WHAT IS ASKED
Reproduce verbatim everything in the data below, from the line containing "indicate the green mountain" down to the line containing "column 107, row 548", with both of those lines included.

─── INPUT ROWS

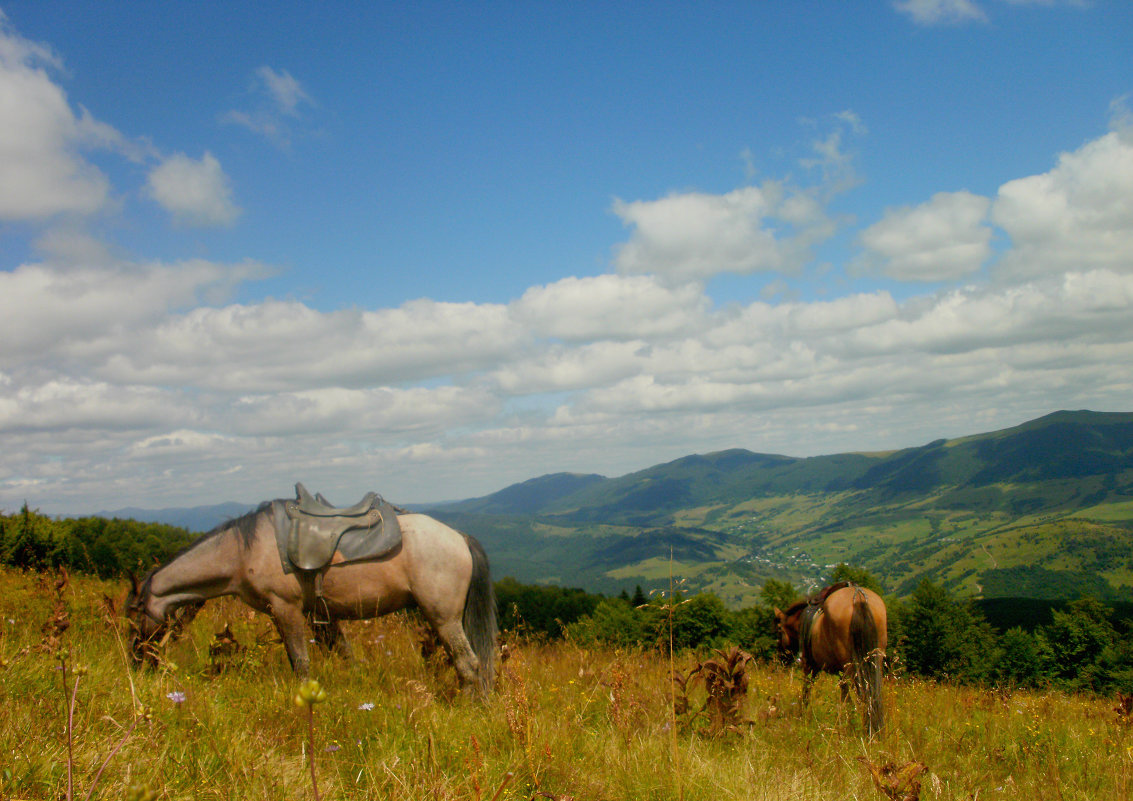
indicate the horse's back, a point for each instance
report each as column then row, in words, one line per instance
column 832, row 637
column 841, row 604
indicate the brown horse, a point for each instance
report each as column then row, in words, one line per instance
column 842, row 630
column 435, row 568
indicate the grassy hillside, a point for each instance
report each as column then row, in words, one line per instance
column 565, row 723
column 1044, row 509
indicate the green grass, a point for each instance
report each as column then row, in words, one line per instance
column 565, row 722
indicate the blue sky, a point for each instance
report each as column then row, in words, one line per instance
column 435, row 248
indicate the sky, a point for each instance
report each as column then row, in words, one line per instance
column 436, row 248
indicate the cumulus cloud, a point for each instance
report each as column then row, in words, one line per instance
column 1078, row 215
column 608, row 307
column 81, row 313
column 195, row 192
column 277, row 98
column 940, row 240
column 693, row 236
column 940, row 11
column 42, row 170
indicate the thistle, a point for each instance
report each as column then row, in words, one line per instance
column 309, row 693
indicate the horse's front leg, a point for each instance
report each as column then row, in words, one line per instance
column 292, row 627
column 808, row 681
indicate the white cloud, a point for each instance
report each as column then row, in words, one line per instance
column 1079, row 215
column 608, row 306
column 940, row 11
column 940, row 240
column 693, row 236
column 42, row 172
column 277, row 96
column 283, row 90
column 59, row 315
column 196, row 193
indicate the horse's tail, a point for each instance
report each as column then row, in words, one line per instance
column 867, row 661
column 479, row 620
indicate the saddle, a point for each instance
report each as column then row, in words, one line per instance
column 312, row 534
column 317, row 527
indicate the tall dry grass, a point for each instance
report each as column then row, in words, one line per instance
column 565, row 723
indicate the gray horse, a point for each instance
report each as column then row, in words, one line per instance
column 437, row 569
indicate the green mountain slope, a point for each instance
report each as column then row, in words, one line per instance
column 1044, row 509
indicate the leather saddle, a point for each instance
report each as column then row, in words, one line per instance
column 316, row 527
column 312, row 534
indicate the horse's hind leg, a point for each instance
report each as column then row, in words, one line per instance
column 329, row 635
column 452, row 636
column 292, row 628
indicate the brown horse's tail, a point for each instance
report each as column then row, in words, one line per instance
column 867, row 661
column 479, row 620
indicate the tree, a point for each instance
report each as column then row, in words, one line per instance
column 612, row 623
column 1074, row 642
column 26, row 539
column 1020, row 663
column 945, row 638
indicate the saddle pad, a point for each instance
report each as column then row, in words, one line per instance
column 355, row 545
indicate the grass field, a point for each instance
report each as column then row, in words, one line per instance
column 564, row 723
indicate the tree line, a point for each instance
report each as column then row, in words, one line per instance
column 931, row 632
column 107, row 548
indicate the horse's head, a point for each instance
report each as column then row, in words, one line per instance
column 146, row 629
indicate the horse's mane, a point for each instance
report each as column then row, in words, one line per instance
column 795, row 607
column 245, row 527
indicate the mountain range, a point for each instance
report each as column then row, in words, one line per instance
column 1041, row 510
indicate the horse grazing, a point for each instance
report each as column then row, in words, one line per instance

──────

FINISHED ANSWER
indicate the green mountain slope, a point for each instance
report each as column then row, in words, one line per instance
column 1044, row 509
indicate the leather saddle, a point for each instance
report each as column then row, in words, one line per instance
column 316, row 527
column 312, row 534
indicate the horse's hind leg, a point for each instance
report each as column then row, in words, one line per instance
column 329, row 635
column 452, row 636
column 292, row 628
indicate the brown horse's tail, a point for each instance
report each as column then row, in words, one line per instance
column 867, row 661
column 479, row 620
indicate the tree, a point for each instance
report each as column then row, in words, one line per instance
column 612, row 623
column 1074, row 642
column 26, row 539
column 1020, row 663
column 945, row 638
indicate the saddle pad, a point for each instance
report each as column then row, in words, one line per instance
column 355, row 545
indicate the grass field, a point for each instance
report each as column then row, in words, one line per instance
column 564, row 723
indicate the tree line, a point for each instance
report each as column then row, in words, one line per instance
column 931, row 632
column 107, row 548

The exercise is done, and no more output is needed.